**ARTICLE**
================

Boeing's B-47 Stratojet by Alwyn T. Lloyd. Specialty Press, North Branch MN. 2005. $39.95.
Full disclosure: Al Lloyd is a friend of mine, and I am a nut about the B-47. Those facts noted, the only important words in this review are these: this is a fantastically good book.
Lloyd came to this subject as a veteran Boeing engineer, which meant that he could communicate as a peer — not as an interviewer, not as a journalist, but as a colleague — with the principals who created the B-47, the pilots who flew them, and the men who serviced and maintained them through decades of SAC operations. That technical credential opened doors and unlocked memories that would otherwise have remained closed. He had a vast network of sources, all of them eager to help him in what they knew would become the definitive book on the Stratojet.
The result is exhaustively researched and studded with magnificent pictures. The design, paper, and reproduction are all first rate. The coverage is complete: from the progenitors and antecedents of the design through the long and arduous development and testing period, through the introduction of the aircraft into operations, through each variant, and through the experimental types that the Stratojet spawned or inspired. Nothing of consequence is missing.

================

**DATA EXCERPTS**

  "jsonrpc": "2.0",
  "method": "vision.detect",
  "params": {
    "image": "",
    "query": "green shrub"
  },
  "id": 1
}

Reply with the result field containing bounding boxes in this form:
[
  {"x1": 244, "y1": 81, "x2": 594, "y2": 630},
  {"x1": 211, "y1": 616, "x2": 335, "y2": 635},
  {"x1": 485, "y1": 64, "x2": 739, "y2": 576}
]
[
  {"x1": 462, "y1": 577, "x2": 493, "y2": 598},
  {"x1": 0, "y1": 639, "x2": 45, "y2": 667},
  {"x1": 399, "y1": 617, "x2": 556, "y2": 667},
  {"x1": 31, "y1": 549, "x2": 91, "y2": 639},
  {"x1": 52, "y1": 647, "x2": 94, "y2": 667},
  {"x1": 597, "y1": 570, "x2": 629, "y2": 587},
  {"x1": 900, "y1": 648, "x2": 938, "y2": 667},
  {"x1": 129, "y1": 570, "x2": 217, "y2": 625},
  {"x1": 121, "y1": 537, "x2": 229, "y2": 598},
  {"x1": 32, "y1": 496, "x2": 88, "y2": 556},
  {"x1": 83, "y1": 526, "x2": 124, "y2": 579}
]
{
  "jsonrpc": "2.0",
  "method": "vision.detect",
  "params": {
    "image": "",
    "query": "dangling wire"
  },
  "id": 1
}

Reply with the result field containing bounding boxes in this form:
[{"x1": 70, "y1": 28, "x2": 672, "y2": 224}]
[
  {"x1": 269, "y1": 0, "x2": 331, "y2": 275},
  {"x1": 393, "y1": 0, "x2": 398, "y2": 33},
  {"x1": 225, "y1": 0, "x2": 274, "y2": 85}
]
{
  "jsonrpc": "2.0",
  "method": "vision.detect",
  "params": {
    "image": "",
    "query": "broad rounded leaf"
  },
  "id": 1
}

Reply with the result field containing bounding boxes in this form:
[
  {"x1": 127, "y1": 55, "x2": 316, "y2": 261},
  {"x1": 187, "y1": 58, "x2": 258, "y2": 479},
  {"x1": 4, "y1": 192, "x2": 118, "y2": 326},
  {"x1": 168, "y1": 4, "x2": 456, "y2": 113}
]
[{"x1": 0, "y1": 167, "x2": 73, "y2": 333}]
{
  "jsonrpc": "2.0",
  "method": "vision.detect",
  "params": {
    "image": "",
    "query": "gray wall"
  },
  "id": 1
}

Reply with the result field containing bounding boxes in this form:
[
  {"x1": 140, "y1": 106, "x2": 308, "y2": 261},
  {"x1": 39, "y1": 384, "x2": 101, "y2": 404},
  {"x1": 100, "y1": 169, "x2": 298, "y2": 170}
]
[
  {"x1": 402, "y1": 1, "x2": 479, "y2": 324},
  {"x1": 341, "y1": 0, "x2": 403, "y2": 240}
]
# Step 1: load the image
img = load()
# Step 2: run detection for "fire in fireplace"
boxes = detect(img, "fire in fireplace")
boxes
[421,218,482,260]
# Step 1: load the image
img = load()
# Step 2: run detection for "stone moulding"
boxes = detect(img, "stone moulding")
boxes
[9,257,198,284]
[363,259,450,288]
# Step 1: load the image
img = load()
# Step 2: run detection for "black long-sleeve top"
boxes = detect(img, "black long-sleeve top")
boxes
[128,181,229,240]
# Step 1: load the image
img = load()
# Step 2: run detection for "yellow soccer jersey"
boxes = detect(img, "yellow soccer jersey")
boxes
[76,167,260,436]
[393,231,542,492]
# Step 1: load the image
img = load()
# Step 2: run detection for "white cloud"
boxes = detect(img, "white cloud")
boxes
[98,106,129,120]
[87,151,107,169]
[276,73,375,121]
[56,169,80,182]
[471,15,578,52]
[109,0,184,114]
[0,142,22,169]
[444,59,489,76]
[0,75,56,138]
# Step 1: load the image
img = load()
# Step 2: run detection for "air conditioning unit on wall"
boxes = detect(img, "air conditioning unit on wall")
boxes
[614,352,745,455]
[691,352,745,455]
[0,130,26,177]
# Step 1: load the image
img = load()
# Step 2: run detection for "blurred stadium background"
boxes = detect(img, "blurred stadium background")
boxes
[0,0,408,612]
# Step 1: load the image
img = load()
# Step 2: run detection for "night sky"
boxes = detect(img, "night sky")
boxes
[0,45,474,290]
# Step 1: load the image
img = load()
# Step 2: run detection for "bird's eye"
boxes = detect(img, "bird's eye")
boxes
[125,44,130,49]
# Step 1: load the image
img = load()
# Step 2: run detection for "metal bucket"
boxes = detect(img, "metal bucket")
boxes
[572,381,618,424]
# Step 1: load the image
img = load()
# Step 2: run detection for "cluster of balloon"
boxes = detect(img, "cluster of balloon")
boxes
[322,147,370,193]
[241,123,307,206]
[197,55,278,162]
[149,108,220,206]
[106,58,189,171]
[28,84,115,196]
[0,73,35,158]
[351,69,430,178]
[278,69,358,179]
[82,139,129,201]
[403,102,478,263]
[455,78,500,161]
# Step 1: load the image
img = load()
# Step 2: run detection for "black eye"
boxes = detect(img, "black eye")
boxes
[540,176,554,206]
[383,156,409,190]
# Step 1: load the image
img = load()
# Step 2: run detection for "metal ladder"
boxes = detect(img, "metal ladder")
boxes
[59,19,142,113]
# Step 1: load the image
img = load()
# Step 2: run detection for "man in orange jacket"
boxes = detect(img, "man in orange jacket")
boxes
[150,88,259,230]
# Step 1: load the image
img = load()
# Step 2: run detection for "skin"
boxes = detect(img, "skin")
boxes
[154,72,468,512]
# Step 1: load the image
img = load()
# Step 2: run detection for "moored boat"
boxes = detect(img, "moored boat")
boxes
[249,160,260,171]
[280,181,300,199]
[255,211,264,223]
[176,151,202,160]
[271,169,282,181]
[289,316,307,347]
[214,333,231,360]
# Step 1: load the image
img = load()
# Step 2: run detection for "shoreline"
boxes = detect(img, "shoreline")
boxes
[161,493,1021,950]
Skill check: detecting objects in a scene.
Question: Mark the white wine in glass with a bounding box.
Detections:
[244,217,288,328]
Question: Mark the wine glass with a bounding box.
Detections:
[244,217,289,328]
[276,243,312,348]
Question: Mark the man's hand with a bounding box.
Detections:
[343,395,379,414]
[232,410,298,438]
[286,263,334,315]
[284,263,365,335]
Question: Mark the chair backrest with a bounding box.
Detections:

================

**EXERCISE TASK**
Decide whether each of the following statements agrees with the B-47 book review, answering yes or no and quoting the words of the review that settle it. 1. The reviewer is a friend of the book's author. 2. Lloyd approached the subject as a journalist. 3. The review says some important topics are left out of the book.

**THE RESULT**
1. Yes: "Al Lloyd is a friend of mine"
2. No: "Lloyd came to this subject as a veteran Boeing engineer"
3. No: "Nothing of consequence is missing."